**Aim of the exercise**
Please count the lines in the items below that contain the string "light". Reply with that number only.

**Recorded information**
-- -- --

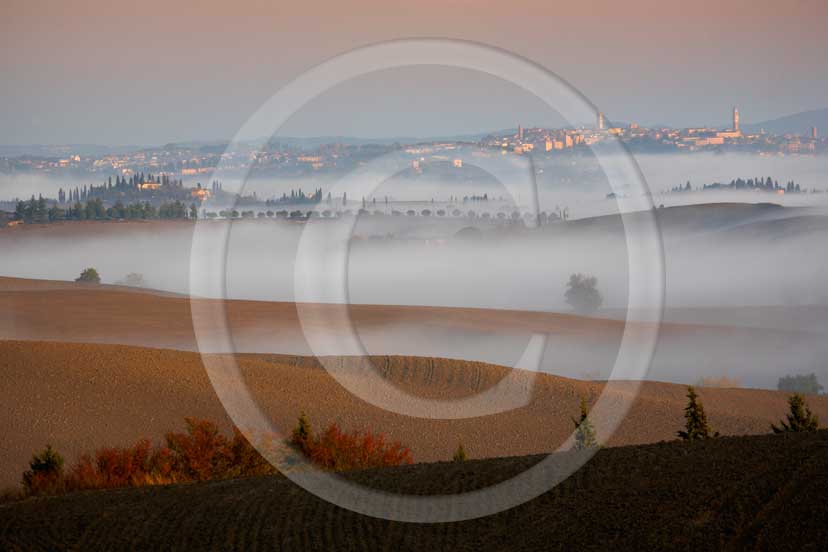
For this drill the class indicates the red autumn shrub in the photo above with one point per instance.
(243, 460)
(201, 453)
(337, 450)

-- -- --

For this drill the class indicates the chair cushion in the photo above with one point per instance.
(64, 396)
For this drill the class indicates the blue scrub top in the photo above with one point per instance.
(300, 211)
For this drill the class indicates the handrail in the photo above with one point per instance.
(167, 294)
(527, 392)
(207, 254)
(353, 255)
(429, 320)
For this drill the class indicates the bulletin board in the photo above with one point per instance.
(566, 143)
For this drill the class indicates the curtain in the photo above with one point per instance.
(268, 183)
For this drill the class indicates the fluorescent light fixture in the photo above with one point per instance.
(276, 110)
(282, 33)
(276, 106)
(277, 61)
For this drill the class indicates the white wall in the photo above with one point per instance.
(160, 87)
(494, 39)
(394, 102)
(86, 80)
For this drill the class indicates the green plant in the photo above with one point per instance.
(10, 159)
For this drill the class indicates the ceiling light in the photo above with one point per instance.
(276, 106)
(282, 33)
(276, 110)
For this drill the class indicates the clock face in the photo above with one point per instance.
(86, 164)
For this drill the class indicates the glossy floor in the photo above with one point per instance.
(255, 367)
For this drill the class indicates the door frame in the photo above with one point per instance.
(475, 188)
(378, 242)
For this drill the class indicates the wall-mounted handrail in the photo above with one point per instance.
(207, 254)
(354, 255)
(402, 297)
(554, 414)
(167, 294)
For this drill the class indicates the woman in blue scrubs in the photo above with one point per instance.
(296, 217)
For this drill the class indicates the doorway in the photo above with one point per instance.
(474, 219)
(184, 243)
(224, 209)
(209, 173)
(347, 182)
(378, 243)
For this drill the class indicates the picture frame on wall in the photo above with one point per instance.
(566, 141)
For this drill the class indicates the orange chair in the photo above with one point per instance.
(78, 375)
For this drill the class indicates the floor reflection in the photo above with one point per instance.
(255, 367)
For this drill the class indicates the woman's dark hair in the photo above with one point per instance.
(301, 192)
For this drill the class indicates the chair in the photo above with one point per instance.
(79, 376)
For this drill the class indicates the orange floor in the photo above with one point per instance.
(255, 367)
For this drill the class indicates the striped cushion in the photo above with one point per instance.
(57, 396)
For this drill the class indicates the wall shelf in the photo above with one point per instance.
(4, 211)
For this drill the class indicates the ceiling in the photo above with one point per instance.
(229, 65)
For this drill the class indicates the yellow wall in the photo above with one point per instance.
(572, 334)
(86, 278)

-- -- --

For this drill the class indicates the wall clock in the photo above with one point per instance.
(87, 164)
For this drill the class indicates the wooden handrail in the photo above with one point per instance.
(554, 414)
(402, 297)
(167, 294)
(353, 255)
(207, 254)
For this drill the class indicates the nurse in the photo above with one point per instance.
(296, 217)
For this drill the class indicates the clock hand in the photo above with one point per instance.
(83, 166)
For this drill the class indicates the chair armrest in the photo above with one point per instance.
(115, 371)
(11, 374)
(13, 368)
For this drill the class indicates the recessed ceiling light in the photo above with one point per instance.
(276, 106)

-- -- --

**Response to the exercise**
3